#### Passage for review

Figure 2. US – Confirmed infected case
Figure 3. US – Death case
Figure 4. US – Recovered case
From Figures 2, 3 and 4, we can understand that all cases, such as confirmed infected, deaths and recovered, are exponentially increased, the same thing is reflected in the upper part of the graph, i.e. the output of linear and generalized linear models.
Figures 5, 6 and 7 show confirmed, fatal and recovered cases in Spain. Here, too, the count has risen exponentially; the same trend is statistically reflected in the upper part of the chart. In the confirmed case, the exponential model coefficients are -2,278 and 0,185, the GLM Poisson model coefficients are 4,159 and 0,093, both of which are statistically significant, as shown in Figure 5. In case of death, the exponential model coefficients are-2.919 and 0.152, the GLM Poisson model coefficients are 1.329 and 0.104, both of which are statistically fine, as shown in Figure 6.
Figure 5. Spain – Confirmed case
Figure 6. Spain – Deaths case
In the recovered case, the exponential model coefficients are -2.876 and 0.165, the GLM Poisson model coefficients are 0.914 and 0.124, both of which are statistically appropriate, as shown in Figure 7. In the event of an outbreak of an infectious disease, it is important not only to monitor the number of deaths, but also the pace of growth at which the number of deaths is that. If there is a fixed number of deaths over a fixed duration, we call that ”linear” growth. But if they continue to double within a fixed time span, we call that ”exponential” growth.
Figure 7. Spain – Recovered case
Figures 8, 9 and 10 show that the rate of growth in all cases, such as confirmed infected, deaths, and recovered, is shown in the US. Looking at the rate of death growth, we can understand that it’s exponential growth in the US.
Figure 8. US – Rate of growth in confirmed case
Figure 9. US – Rate of growth in deaths case
Figure 10. US – Rate of growth in recovered case
Figures 11,12 and 13 show that the growth rate of all cases, such as confirmed infected, deaths, and recovered, has risen in Spain. If we look at the rate of death growth, we can understand that it is exponential growth in the US, the last day of change is 31,451 as of the April 17, 2020 study.

########

» **Questions**:
(a) Render this sentence from the passage on COVID-19 case growth in Spanish: "Figures 5, 6 and 7 show confirmed, fatal and recovered cases in Spain."
(b) Reproduce, word for word, the stretch of the passage on COVID-19 case growth that starts at "Figure 5. Spain" and runs through "growth in the US.".

#### Material supplied

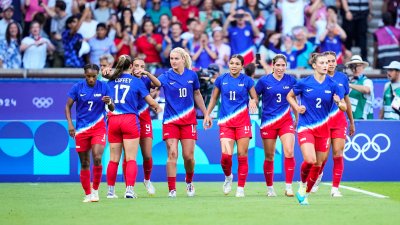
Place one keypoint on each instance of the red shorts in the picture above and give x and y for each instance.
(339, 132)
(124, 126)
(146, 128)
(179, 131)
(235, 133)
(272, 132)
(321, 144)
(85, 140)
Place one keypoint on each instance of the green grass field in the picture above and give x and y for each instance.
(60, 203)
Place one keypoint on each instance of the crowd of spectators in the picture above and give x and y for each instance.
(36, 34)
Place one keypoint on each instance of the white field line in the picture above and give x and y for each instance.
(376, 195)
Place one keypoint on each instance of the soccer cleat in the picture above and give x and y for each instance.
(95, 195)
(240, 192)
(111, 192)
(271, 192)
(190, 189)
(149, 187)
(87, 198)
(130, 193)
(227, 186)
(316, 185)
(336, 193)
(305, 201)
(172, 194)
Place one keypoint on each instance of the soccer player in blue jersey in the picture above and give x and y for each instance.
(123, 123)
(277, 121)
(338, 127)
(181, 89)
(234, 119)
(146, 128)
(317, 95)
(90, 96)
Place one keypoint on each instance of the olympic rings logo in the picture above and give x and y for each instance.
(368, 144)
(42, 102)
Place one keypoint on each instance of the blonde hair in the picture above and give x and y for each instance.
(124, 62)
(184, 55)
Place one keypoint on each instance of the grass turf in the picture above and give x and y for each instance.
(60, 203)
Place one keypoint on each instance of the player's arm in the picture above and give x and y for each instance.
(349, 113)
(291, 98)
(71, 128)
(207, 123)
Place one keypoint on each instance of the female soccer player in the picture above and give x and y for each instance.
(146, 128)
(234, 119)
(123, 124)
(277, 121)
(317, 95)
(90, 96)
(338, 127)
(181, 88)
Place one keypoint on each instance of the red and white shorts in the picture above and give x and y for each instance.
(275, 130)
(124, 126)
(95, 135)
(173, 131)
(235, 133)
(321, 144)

########

» **Completed exercise**:
(a) Las figuras 5, 6 y 7 muestran los casos confirmados, mortales y recuperados en España.

(b)
Figure 5. Spain – Confirmed case
Figure 6. Spain – Deaths case
In the recovered case, the exponential model coefficients are -2.876 and 0.165, the GLM Poisson model coefficients are 0.914 and 0.124, both of which are statistically appropriate, as shown in Figure 7. In the event of an outbreak of an infectious disease, it is important not only to monitor the number of deaths, but also the pace of growth at which the number of deaths is that. If there is a fixed number of deaths over a fixed duration, we call that ”linear” growth. But if they continue to double within a fixed time span, we call that ”exponential” growth.
Figure 7. Spain – Recovered case
Figures 8, 9 and 10 show that the rate of growth in all cases, such as confirmed infected, deaths, and recovered, is shown in the US. Looking at the rate of death growth, we can understand that it’s exponential growth in the US.